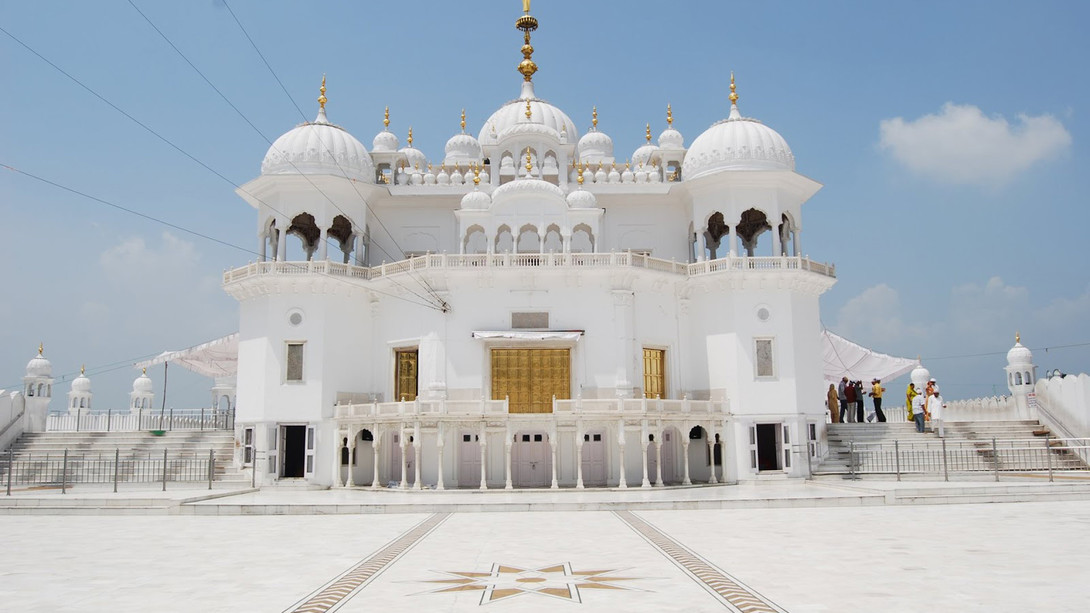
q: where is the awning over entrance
[822,329,917,383]
[473,329,583,340]
[134,333,239,378]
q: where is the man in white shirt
[928,386,946,438]
[912,394,927,432]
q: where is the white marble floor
[0,501,1090,613]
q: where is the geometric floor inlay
[412,562,643,604]
[614,510,786,613]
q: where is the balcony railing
[223,251,836,284]
[334,398,730,421]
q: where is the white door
[511,433,552,488]
[583,432,606,488]
[458,432,481,488]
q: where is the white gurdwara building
[223,2,835,489]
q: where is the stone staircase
[813,420,1090,477]
[0,430,250,484]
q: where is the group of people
[825,376,885,423]
[905,378,946,438]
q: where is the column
[435,423,446,490]
[617,419,628,490]
[412,422,424,490]
[681,431,692,485]
[318,228,329,261]
[371,429,383,490]
[655,432,663,488]
[338,428,355,488]
[704,429,719,485]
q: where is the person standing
[912,394,924,432]
[871,378,885,422]
[825,383,840,423]
[844,377,860,423]
[836,376,851,423]
[928,385,946,438]
[905,382,920,421]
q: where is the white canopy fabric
[473,329,583,340]
[822,329,918,383]
[134,333,239,378]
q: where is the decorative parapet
● ● ●
EXERCISE PROMPT: Can you switch every "white" in the entries above to "cream" and write them all out again, with the pictures left out and every other line unchanged?

EXERCISE SOLUTION:
q: where is the awning over entrance
[822,329,917,383]
[473,329,583,340]
[134,333,239,378]
q: where is the man in cream shirt
[928,386,946,438]
[912,394,927,432]
q: where is the cream marble floor
[0,501,1090,613]
q: where is the geometric floor inlay
[412,562,643,604]
[614,510,786,613]
q: where is the balcony railing
[223,251,836,284]
[334,398,730,421]
q: where is the cream door
[511,433,552,488]
[583,432,606,488]
[458,432,481,488]
q: where is the cream gurdwara building
[223,2,835,489]
q: where is the stone staircase
[813,420,1090,477]
[0,430,250,484]
q: where is the group of people
[825,376,885,423]
[905,378,946,438]
q: where is the column
[435,423,446,490]
[617,419,628,490]
[412,422,424,490]
[681,431,692,485]
[318,228,329,261]
[371,429,383,490]
[655,432,663,488]
[338,428,355,488]
[704,429,719,485]
q: where is the person standing
[912,394,924,432]
[871,378,885,422]
[825,383,840,423]
[844,377,860,423]
[836,376,851,423]
[928,385,946,438]
[905,382,920,421]
q: where is the cream canopy fabric
[473,329,583,340]
[822,329,918,383]
[134,333,239,378]
q: where is the decorative parapet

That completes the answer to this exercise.